◆ **Task set**:
A – Can you print the part of the segmentation fault thread from "Replace Task.Run with" to "it works fluently.", word for word?
B – Could you select every line in the records that contains the word "window"?

##### Text provided

Segmentation fault in multithread app (v0.11.2) #380

deadman2000 · 2019-09-09T15:26:56Z

App is crashing during sess.run with message Segmentation fault (core dumped) on docker or Attempted to read or write protected memory. This is often an indication that other memory is corrupt. on Windows.

Stack trace on Windows

   at Tensorflow.c_api.TF_SessionRun(IntPtr session, TF_Buffer* run_options, TF_Output[] inputs, IntPtr[] input_values, Int32 ninputs, TF_Output[] outputs, IntPtr[] output_values, Int32 noutputs, IntPtr[] target_opers, Int32 ntargets, IntPtr run_metadata, IntPtr status)
   at Tensorflow.BaseSession._call_tf_sessionrun(KeyValuePair`2[] feed_dict, TF_Output[] fetch_list, List`1 target_list)
   at Tensorflow.BaseSession._do_run(List`1 target_list, List`1 fetch_list, Dictionary`2 feed_dict)
   at Tensorflow.BaseSession._run(Object fetches, FeedItem[] feed_dict)
   at Tensorflow.BaseSession.run(Tensor fetche, FeedItem[] feed_dict)

I created small example project for tests: https://github.com/deadman2000/TensorFlowNetMultithreading

The text was updated successfully, but these errors were encountered:

Nucs · 2019-09-09T20:52:40Z

Task.Run does not promise a different thread will be used for every created Task, in-fact it is more likely that the tasks are queued behind 4 to 8 Threads (depending on your CPU).
The default mechanism in Tensorflow.NET uses ThreadID.
Replace Task.Run with new Thread(()=> ...).Start(); or create a long-running task using task factory.

Also LoadFromSavedModel() does not set the created Session as default (@Oceania2018 it should, fix it please)
Replace the LoadFromSavedModel to the following:
_session = Session.LoadFromSavedModel(modelLocation).as_default();

Let me know if that made any difference.

Nucs · 2019-09-09T21:25:12Z

I've tested it locally and it works fluently.
Program.cs: https://pastebin.com/upNWzmHk
Predictor.cs: https://pastebin.com/i96ZMyVV

I'll add information about it the wiki.

##########
##### Data rows

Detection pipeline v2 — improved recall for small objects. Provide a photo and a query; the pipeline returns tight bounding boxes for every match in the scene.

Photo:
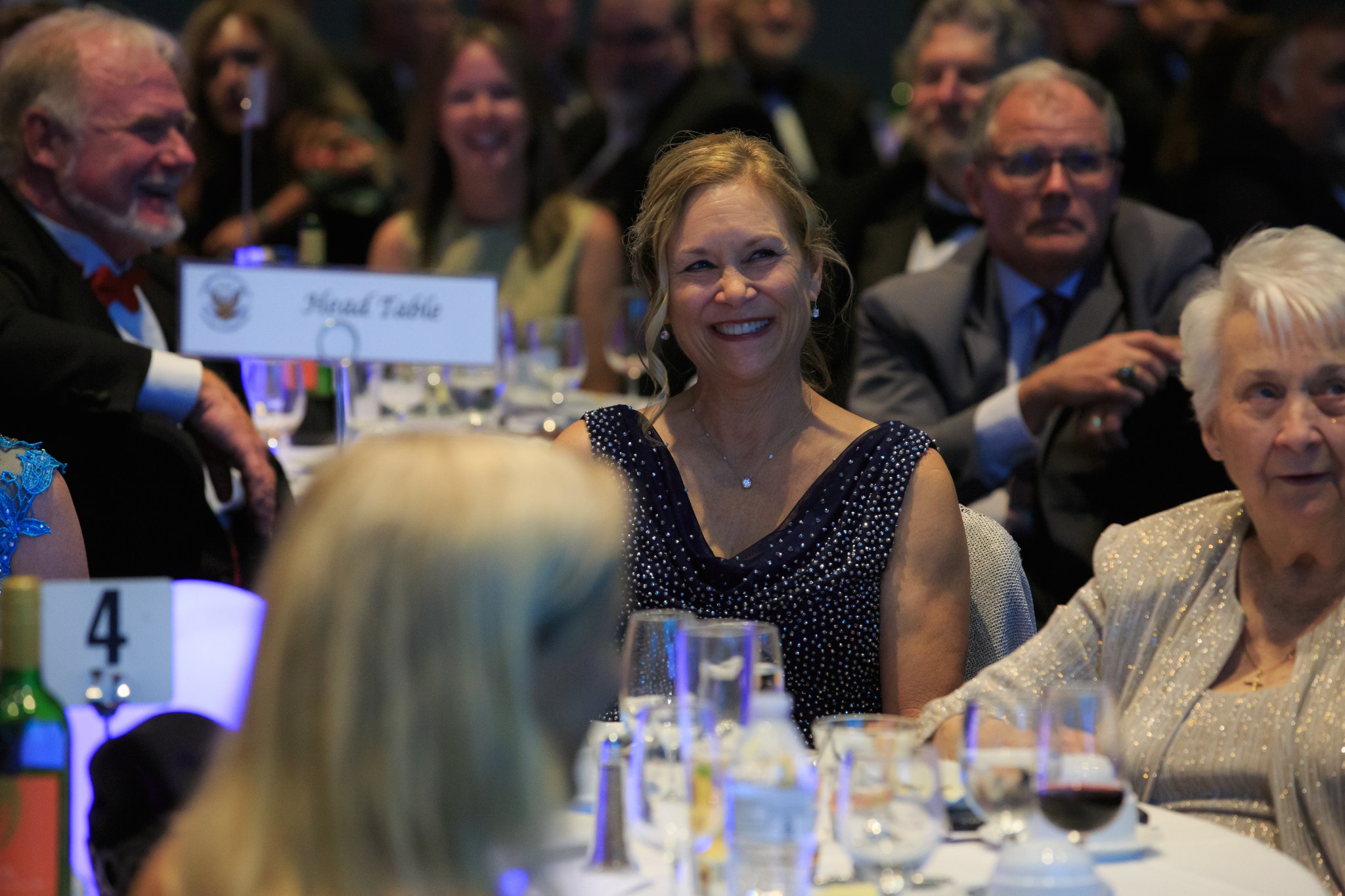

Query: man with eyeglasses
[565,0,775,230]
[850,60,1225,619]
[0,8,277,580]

##########
##### Data rows

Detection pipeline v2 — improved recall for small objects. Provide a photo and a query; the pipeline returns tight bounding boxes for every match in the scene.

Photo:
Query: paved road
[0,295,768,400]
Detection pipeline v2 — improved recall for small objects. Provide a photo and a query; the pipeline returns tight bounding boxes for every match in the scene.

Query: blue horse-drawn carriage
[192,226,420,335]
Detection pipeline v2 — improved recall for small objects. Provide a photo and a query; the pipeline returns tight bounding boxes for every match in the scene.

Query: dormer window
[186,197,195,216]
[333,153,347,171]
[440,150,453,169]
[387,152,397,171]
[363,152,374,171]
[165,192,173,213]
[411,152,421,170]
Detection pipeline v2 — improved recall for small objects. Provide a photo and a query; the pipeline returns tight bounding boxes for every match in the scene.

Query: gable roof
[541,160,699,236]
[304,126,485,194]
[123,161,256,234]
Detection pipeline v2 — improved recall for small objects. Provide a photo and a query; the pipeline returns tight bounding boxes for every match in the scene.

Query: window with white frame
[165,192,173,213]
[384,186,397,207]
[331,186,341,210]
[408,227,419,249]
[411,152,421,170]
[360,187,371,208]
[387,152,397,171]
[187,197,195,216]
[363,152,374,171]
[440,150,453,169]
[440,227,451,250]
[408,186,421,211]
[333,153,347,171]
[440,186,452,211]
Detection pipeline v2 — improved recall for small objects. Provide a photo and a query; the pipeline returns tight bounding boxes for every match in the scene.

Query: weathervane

##########

◆ **Solved tasks**:
A –
Replace Task.Run with new Thread(()=> ...).Start(); or create a long-running task using task factory.

Also LoadFromSavedModel() does not set the created Session as default (@Oceania2018 it should, fix it please)
Replace the LoadFromSavedModel to the following:
_session = Session.LoadFromSavedModel(modelLocation).as_default();

Let me know if that made any difference.

Nucs · 2019-09-09T21:25:12Z

I've tested it locally and it works fluently.

B –
Query: dormer window
Query: window with white frame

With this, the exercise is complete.